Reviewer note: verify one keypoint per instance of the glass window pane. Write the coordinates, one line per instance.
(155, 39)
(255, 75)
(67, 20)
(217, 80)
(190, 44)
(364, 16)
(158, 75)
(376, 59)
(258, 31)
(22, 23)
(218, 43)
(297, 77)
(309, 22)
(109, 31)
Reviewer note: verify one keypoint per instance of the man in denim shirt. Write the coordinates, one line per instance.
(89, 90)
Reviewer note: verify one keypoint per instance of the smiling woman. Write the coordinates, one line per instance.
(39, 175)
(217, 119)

- Stated exercise
Copy out each line exactly as written.

- Response
Reviewer note: verify one keypoint per instance of the glass window pane. Write the coordinates, one line per instance.
(155, 39)
(255, 75)
(67, 20)
(217, 80)
(190, 44)
(364, 16)
(158, 75)
(376, 59)
(258, 31)
(22, 23)
(218, 43)
(297, 77)
(309, 22)
(109, 31)
Reviewer note: verify one keypoint per instance of the man in denim shirt. Write the coordinates, one line per instance.
(89, 90)
Reviewer note: verify one keypoint per instance of the smiling woman. Write the coordinates, one line per instance.
(39, 175)
(217, 119)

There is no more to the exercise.